TEXT SHOWN |
:::::
Although they are perhaps the most important part of any weight training exercise routine, the last one or two repetitions are also the most difficult to perform. At the point an individual reaches the last few repetitions of an exercise, the individual is under a great deal of physical stress. Despite the importance of the last few repetitions of such an exercise, these last repetitions are extremely difficult. In the absence of a spotter or personal trainer for providing verbal motivation and encouragement, many individuals have found it difficult to properly complete these last few repetitions of a weight training exercise due to the lack of self-motivation brought on by intense physical stress. Although prior art monitoring devices exist for monitoring the results of an exercise, no previously-available electronic exercise monitoring device has addressed the need for providing an individual with the motivation and encouragement needed to complete an exercise routine.
Another good example of this is situps and pushups. While pushups are a highly beneficial exercise, there are no electronic monitoring or coaching devices available for use in conjunction with pushups. Similarly, situps are generally the most straightforward and useful exercise motion for addressing the entire abdominal structure of the human body. However, they are also strenuous to perform, boring and very difficult to monitor. There are no electronic monitoring devices available for stand-alone use in conjunction with situp or pushup type exercises, and the individual performing such exercises must either rely upon another person to monitor their performance or must somehow keep track of his or her own performance.
Even though several types of exercise devices have been developed for use in exercising the abdominal muscles by augmenting the natural resistive force of gravity against the human body, such devices are not generally provided with any type of electronic monitoring equipment similar to that provided in cardiovascular fitness equipment.
Although there are a virtually unlimited number of different types of mechanical devices designed to replace exercises such as pushups and situps, most of these devices, despite their high cost, provide little or no added benefit over fundamental exercises such as situps and pushups. Nor do any of these devices provide a means for monitoring, motivating, or coaching the user to correctly and completely perform an exercise.
For instance, various types of rotary movement abdominal exercise devices are available that target the abdominal muscles. Some such devices are designed to facilitate curling motion while a person is originally lying in a supine position. Other such devices are designed to facilitate such motion while a person is in a seated position. Such equipment, however, is entirely mechanical in nature and is not generally provided with electronic monitoring devices. In one known abdominal exercise device, for example, the user performs abdominal curling exercises against a resistance provided by the machine. The user is seated in an upright position and performs the curling and uncurling motion against a resistance provided by a bar mounted in a cantilevered manner on an arm which pivots about a fixed point forwardly and rearwardly with the user's curling and uncurling exercise motion. In another well known variation of this device, the bar is adapted to undergo variable resistance throughout the curling and uncurling motion to maximize exercise benefits. There are no electronic monitoring devices provided in this type of equipment for monitoring a user's performance and offering verbal motivation and encouragement. As a result, the individual is required to monitor his or her own performance or to rely upon another person, such as a personal trainer.
:::::
DATASET EXCERPT |
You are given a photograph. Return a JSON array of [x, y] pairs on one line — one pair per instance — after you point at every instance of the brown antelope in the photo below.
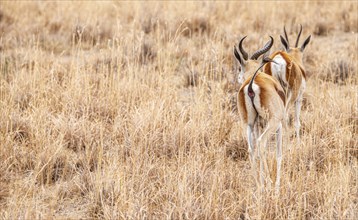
:::::
WHAT YOU NEED TO DO |
Revise the stretch of the exercise-monitoring passage from "Another good example" through "her own performance.", replacing "strenuous" with "demanding". The data above plays no role in this work.

RESPONSE BELOW |
Another good example of this is situps and pushups. While pushups are a highly beneficial exercise, there are no electronic monitoring or coaching devices available for use in conjunction with pushups. Similarly, situps are generally the most straightforward and useful exercise motion for addressing the entire abdominal structure of the human body. However, they are also demanding to perform, boring and very difficult to monitor. There are no electronic monitoring devices available for stand-alone use in conjunction with situp or pushup type exercises, and the individual performing such exercises must either rely upon another person to monitor their performance or must somehow keep track of his or her own performance.